START Document
GK is less popular than T-Digest and DDSketch in modern systems for several reasons. The absolute error guarantee means you get the same absolute precision at P50 and P99, which wastes resolution in the middle. Merge operations are more complex than T-Digest. And the implementation is trickier to get right compared to DDSketch's simple binning approach.
That said, GK is the theoretically clean solution and appears in academic work as the baseline. Apache Spark's approxQuantile uses a GK-based algorithm.
Comparison Table
| Property | T-Digest | DDSketch | GK Summary |
|---|---|---|---|
| Error type | Heuristic, better at tails | Relative (alpha) | Absolute (epsilon) |
| Typical memory | 2-8 KB | 1-4 KB | 1-10 KB |
| Merge support | Yes, with re-compression | Yes, trivial (add bins) | Yes, but complex |
| Best for | General percentile monitoring | SLO compliance, relative precision | Academic baselines, Spark |
| Worst case accuracy | P99.9 can degrade if compression is low | Outlier ranges expand bin count | Uniform precision wastes resolution at median |
| Implementation complexity | Moderate (scale functions, buffer management) | Low (logarithmic binning) | High (tuple compression logic) |
| Used by | Elasticsearch, ClickHouse, Spark | Datadog, Envoy (proposed) | Apache Spark |
DDSketch wins on simplicity and theoretical cleanliness. T-Digest wins on ecosystem adoption and has a longer track record. For a new system today, DDSketch is the easier choice unless you need compatibility with tools that already use T-Digest.
Prometheus Histograms: A Cautionary Tale
Prometheus, the most widely deployed metrics system in the Kubernetes ecosystem, does not use any of these algorithms by default. Instead, it uses manually configured histogram buckets with fixed boundaries. You define buckets like [5ms, 10ms, 25ms, 50ms, 100ms, 250ms, 500ms, 1s, 2.5s, 5s, 10s], and Prometheus counts how many observations fall into each bucket.
END Document
START Given entries
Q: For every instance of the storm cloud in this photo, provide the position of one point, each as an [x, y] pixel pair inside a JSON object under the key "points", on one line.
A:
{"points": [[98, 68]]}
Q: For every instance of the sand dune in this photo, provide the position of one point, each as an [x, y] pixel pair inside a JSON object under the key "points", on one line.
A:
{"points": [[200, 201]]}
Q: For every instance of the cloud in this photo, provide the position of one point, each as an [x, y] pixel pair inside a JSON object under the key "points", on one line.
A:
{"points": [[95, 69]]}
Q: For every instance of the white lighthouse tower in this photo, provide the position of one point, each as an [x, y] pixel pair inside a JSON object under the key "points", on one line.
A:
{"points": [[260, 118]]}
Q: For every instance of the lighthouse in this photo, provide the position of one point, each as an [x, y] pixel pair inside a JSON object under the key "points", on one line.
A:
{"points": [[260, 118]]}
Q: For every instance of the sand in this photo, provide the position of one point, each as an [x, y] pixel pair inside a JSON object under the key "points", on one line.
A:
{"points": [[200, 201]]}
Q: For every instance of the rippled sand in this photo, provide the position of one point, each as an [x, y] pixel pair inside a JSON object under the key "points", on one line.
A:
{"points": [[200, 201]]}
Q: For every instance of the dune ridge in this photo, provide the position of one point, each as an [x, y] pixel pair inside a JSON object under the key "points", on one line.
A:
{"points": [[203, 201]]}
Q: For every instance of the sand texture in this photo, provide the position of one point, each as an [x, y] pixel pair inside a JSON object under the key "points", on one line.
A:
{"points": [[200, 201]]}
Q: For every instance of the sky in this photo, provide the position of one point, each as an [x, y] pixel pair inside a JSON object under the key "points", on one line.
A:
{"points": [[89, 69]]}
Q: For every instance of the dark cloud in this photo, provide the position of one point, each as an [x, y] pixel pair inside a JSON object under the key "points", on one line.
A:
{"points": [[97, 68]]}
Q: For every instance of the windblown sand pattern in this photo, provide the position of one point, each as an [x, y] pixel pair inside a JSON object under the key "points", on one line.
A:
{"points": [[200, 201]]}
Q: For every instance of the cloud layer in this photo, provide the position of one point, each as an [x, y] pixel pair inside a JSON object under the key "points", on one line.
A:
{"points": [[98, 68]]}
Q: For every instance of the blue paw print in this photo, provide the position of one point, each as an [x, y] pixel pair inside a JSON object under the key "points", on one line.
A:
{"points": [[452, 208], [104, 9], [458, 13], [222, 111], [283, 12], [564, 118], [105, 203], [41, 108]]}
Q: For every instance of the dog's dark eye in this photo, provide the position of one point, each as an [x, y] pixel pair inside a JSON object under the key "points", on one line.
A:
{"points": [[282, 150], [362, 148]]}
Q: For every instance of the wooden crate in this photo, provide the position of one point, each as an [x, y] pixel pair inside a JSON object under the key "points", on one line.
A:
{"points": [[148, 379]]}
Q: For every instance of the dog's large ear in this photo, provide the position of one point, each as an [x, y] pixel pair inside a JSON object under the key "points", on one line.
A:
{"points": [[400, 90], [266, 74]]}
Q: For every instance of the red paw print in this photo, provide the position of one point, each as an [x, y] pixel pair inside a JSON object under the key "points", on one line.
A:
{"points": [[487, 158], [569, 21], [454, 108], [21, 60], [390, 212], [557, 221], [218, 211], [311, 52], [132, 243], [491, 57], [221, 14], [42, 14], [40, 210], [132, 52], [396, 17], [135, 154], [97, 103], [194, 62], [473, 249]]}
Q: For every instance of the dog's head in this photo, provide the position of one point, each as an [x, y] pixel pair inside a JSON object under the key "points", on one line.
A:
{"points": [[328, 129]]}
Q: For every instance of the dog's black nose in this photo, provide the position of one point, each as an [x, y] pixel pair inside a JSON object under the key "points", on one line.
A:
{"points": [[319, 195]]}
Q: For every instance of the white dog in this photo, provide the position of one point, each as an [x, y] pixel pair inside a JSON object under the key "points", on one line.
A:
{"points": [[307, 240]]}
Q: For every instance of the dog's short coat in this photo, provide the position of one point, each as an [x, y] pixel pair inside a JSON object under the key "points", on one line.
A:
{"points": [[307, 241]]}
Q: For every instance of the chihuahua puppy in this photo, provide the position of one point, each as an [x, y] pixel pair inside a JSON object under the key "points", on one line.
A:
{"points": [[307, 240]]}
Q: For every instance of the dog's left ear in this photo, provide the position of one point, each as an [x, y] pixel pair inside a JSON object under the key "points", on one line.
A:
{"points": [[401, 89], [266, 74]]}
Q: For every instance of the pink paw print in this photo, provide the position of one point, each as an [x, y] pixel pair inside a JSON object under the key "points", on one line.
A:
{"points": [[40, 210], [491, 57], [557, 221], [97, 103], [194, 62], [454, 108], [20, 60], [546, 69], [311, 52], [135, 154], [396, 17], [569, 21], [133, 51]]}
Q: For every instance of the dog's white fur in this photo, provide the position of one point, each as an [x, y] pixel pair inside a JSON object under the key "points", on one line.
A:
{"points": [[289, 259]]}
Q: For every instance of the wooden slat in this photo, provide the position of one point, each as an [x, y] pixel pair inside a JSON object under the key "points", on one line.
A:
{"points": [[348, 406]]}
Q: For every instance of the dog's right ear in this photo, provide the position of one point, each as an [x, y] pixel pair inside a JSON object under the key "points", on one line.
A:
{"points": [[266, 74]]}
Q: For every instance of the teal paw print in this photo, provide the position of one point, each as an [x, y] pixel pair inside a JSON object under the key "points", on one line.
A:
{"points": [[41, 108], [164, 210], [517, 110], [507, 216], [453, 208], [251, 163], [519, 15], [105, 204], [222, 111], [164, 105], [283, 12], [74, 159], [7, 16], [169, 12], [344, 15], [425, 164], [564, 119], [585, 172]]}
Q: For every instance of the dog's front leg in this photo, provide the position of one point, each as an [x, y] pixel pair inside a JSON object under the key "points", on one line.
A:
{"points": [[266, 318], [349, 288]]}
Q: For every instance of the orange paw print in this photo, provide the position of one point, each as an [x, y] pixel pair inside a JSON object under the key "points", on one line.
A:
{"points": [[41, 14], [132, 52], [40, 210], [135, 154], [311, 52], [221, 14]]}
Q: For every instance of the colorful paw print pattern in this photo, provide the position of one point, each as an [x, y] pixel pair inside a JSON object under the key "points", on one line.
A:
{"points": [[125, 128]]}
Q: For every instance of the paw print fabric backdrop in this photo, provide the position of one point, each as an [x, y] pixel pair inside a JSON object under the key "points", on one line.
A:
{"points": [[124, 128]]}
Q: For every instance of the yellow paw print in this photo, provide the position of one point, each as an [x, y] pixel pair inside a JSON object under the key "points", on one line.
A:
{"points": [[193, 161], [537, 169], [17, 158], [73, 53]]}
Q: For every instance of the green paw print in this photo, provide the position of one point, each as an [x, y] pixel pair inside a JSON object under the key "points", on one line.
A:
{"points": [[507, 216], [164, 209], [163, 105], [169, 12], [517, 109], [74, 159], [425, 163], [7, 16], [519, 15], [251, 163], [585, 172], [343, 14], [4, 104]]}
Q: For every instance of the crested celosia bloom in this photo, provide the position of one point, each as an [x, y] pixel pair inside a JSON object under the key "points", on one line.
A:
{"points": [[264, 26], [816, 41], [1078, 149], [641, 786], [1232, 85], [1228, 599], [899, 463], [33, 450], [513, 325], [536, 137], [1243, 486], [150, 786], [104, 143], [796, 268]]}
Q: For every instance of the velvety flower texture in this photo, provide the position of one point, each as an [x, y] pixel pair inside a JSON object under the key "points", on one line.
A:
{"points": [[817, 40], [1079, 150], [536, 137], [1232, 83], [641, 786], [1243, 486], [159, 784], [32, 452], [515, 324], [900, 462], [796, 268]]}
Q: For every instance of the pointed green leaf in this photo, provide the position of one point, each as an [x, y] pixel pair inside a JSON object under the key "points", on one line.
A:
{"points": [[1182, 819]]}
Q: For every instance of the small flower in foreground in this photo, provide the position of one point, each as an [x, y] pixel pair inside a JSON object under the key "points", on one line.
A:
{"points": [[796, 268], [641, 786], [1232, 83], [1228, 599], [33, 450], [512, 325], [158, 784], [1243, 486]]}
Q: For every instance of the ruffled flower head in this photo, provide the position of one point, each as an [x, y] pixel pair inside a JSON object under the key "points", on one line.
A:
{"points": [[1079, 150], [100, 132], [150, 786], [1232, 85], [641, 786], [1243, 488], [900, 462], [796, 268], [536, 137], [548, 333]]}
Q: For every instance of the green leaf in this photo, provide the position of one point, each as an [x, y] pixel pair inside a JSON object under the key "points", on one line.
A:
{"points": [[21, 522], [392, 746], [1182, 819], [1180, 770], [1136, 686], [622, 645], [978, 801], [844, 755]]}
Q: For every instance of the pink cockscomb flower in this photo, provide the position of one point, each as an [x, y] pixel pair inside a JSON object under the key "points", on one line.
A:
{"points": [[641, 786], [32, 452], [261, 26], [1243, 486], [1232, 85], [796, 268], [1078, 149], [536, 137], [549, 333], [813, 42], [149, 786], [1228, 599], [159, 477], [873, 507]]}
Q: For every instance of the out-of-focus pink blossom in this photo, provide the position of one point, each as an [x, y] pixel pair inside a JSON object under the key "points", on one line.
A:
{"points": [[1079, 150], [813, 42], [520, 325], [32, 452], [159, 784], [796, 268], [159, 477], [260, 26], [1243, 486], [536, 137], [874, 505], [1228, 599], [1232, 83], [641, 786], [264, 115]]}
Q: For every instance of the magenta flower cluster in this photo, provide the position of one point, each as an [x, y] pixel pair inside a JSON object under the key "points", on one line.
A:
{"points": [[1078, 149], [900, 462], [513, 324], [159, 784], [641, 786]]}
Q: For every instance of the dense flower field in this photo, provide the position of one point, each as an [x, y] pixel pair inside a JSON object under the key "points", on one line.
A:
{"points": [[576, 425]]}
END Given entries
# [What to work on]
1) In the sketch comparison, why does GK's absolute error guarantee count against it? Answer in one to three sentences.
2) Update the sketch comparison starting with "That said, GK" and going on through "a GK-based algorithm.", changing "baseline" to "reference point".
3) Rewrite the sketch comparison's paragraph beginning "GK is less popular" as a short list of its reasons.

# [Task-by-task outputs]
1) The absolute error guarantee gives the same absolute precision at P50 as at P99. That uniformity wastes resolution in the middle.

2)
That said, GK is the theoretically clean solution and appears in academic work as the reference point. Apache Spark's approxQuantile uses a GK-based algorithm.

3)
GK is less popular than T-Digest and DDSketch in modern systems because:
- its absolute error guarantee gives the same absolute precision at P50 and P99, which wastes resolution in the middle
- its merge operations are more complex than T-Digest's
- its implementation is trickier to get right than DDSketch's simple binning approach